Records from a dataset
**********
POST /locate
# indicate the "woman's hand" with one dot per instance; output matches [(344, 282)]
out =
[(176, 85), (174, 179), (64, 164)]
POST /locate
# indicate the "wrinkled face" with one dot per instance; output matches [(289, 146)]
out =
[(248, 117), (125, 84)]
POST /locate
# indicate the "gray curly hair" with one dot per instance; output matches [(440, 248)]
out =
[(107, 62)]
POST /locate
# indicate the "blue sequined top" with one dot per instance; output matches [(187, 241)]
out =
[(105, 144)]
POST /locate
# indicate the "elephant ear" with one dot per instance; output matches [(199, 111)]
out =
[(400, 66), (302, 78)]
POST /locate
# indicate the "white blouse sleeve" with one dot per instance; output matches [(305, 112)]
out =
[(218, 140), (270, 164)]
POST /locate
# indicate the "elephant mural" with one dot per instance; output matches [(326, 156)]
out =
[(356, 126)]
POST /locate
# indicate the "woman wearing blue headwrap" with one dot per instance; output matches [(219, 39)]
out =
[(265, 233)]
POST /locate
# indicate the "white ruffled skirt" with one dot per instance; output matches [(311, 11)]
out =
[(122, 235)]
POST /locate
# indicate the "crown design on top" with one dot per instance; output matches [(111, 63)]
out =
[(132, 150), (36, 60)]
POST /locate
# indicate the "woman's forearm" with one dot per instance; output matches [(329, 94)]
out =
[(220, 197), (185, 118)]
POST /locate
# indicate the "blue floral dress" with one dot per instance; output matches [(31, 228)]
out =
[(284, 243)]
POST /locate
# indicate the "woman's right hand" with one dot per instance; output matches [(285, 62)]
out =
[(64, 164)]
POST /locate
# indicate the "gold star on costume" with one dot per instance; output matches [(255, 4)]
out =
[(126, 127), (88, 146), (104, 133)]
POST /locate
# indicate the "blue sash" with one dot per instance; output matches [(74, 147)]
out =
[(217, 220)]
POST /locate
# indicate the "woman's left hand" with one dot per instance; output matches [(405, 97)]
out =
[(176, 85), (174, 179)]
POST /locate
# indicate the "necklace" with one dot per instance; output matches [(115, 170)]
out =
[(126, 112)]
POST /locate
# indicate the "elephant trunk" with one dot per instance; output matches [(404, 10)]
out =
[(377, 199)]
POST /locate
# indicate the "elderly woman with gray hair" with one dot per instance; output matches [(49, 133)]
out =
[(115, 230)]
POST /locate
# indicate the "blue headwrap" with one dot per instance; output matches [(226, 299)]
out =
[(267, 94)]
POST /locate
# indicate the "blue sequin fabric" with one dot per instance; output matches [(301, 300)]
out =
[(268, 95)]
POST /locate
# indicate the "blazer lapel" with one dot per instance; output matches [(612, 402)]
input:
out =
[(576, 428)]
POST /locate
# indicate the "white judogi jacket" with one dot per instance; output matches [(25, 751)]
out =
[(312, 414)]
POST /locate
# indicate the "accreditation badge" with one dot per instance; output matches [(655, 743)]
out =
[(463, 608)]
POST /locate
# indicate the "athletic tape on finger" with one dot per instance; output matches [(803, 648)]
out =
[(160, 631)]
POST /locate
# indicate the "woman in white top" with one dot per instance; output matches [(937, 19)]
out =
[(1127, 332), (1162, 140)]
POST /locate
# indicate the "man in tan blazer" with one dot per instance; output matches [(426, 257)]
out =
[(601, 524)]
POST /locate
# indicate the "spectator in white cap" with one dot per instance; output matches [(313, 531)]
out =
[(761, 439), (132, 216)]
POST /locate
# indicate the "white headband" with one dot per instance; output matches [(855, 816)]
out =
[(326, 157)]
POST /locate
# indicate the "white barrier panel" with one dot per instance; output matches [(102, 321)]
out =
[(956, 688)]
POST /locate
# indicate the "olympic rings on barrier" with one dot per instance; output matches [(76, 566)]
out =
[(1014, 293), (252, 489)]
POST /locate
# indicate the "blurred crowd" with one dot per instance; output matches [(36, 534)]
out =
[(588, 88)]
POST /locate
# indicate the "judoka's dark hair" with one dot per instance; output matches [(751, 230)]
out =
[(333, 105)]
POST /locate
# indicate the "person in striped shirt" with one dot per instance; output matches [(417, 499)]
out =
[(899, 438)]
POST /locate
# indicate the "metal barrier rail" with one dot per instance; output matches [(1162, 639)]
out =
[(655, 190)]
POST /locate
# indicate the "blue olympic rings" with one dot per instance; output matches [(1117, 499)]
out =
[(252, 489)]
**********
Lay out all of the items above as a JSON list of strings, one string for each line, and leave out any blank lines.

[
  "POST /locate",
  "# indicate the \"woman's hand\" with one dot per instance; output matches [(344, 282)]",
  "out =",
  "[(176, 85), (174, 179), (64, 164)]",
  "POST /locate",
  "# indicate the \"wrinkled face\" with one dot per instance; output matches [(289, 146)]",
  "out =",
  "[(248, 117), (125, 84)]",
  "POST /locate",
  "# indicate the \"gray curly hair\" with one dot per instance; output matches [(440, 248)]",
  "out =",
  "[(107, 62)]",
  "POST /locate",
  "# indicate the \"blue sequined top\" with one dot per instance; output matches [(187, 241)]",
  "out =",
  "[(105, 144)]",
  "POST /locate",
  "# indicate the \"elephant ear\" with one dot per instance; output matches [(199, 111)]",
  "out =",
  "[(400, 66), (302, 78)]",
  "POST /locate",
  "# indicate the \"white blouse sleeve\" with one dot per instance; output matches [(305, 112)]",
  "out =",
  "[(218, 140), (270, 164)]",
  "POST /locate",
  "# indicate the \"elephant mural\" with one dot per instance; output matches [(326, 156)]",
  "out =",
  "[(356, 126)]",
  "POST /locate",
  "# indicate the \"woman wearing blue headwrap\" with one dot per instance; output matches [(219, 39)]",
  "out =",
  "[(265, 233)]",
  "POST /locate",
  "# indicate the \"white ruffled skirt\" with one dot per instance; output matches [(311, 11)]",
  "out =",
  "[(122, 235)]",
  "POST /locate",
  "# indicate the \"crown design on top\" with one dot per instance; output matches [(111, 63)]",
  "out =",
  "[(132, 150), (36, 60)]",
  "POST /locate",
  "# indicate the \"woman's forearm\" with one dot per instance; output matches [(329, 94)]",
  "out =",
  "[(220, 197), (185, 118)]",
  "POST /locate",
  "# indicate the \"blue floral dress\" with one dot per instance; output matches [(31, 228)]",
  "out =",
  "[(284, 243)]",
  "POST /locate",
  "# indicate the \"woman's right hand\" with one dot per instance; output matches [(285, 62)]",
  "out =",
  "[(64, 164)]",
  "POST /locate",
  "# indicate the \"gold star on costume\" with one dot per instance; output matches [(255, 4)]",
  "out =",
  "[(126, 127), (88, 146), (104, 133)]",
  "POST /locate",
  "# indicate the \"blue sash\" with one dot per instance; output matches [(74, 147)]",
  "out =",
  "[(217, 220)]",
  "POST /locate",
  "# indicate the \"woman's left hand\" with one dot per instance; output matches [(405, 97)]",
  "out =",
  "[(176, 85), (174, 179)]",
  "POST /locate",
  "# indicate the \"necklace\" with one dot per instance; output matches [(115, 170)]",
  "out =",
  "[(126, 112)]",
  "POST /locate",
  "# indicate the \"elephant trunk\" with one dot per instance; output matches [(404, 10)]",
  "out =",
  "[(377, 199)]",
  "POST /locate",
  "# indicate the \"elderly woman with gray hair\" with one dot per instance; output matches [(49, 133)]",
  "out =",
  "[(115, 230)]",
  "POST /locate",
  "# indicate the \"blue headwrap\" with one dot per instance; output matches [(226, 299)]",
  "out =",
  "[(267, 94)]",
  "POST /locate",
  "# indicate the \"blue sequin fabric\" with one dot per instance; output matches [(301, 300)]",
  "out =",
  "[(268, 95)]",
  "POST /locate",
  "# indicate the \"blazer lapel\" with one dot per instance; output matches [(612, 402)]",
  "input:",
  "out =",
  "[(576, 428)]",
  "POST /locate",
  "# indicate the \"white judogi jacket\" with one dot per instance; output matches [(25, 751)]",
  "out =",
  "[(312, 414)]",
  "POST /locate",
  "# indicate the \"accreditation badge\" with one dot per instance; output matches [(655, 743)]",
  "out =",
  "[(463, 608)]",
  "POST /locate",
  "# indicate the \"athletic tape on finger\" with one dot per instance; output matches [(803, 648)]",
  "out =",
  "[(160, 631)]",
  "POST /locate",
  "# indicate the \"woman in white top\" with one dot per instance; output matches [(937, 19)]",
  "out =",
  "[(1127, 332), (1162, 140)]",
  "POST /locate",
  "# indicate the \"man in tan blazer\" with one dot per instance; output matches [(426, 257)]",
  "out =",
  "[(601, 524)]",
  "POST /locate",
  "# indicate the \"spectator in white cap\" with one dot per instance; output matches [(313, 531)]",
  "out =",
  "[(761, 439), (132, 216)]",
  "POST /locate",
  "# indicate the \"white headband\" with one dot per instance; output matches [(855, 816)]",
  "out =",
  "[(326, 157)]",
  "POST /locate",
  "# indicate the \"white barrier panel\" with one dot per instance; output matches [(102, 321)]",
  "out =",
  "[(956, 688)]",
  "POST /locate",
  "# indicate the \"olympic rings on barrier\" with one dot per instance; output matches [(76, 566)]",
  "out =",
  "[(1014, 293), (252, 489)]",
  "POST /locate",
  "# indicate the \"blurred crowd\" with one dot per instance; output matches [(36, 534)]",
  "out =",
  "[(588, 88)]",
  "POST /locate",
  "# indicate the \"judoka's dark hair\" with one dot per instance; output matches [(751, 230)]",
  "out =",
  "[(333, 105)]",
  "POST /locate",
  "# indicate the \"person in striped shirt\" with one dot per instance; output matches [(417, 499)]",
  "out =",
  "[(899, 438)]",
  "POST /locate",
  "# indicate the \"metal barrier rail\" with one dot per instance; output matches [(1162, 639)]",
  "out =",
  "[(655, 190)]",
  "POST /locate",
  "# indicate the \"blue olympic rings\" with one dot per instance; output matches [(1117, 499)]",
  "out =",
  "[(252, 489)]"
]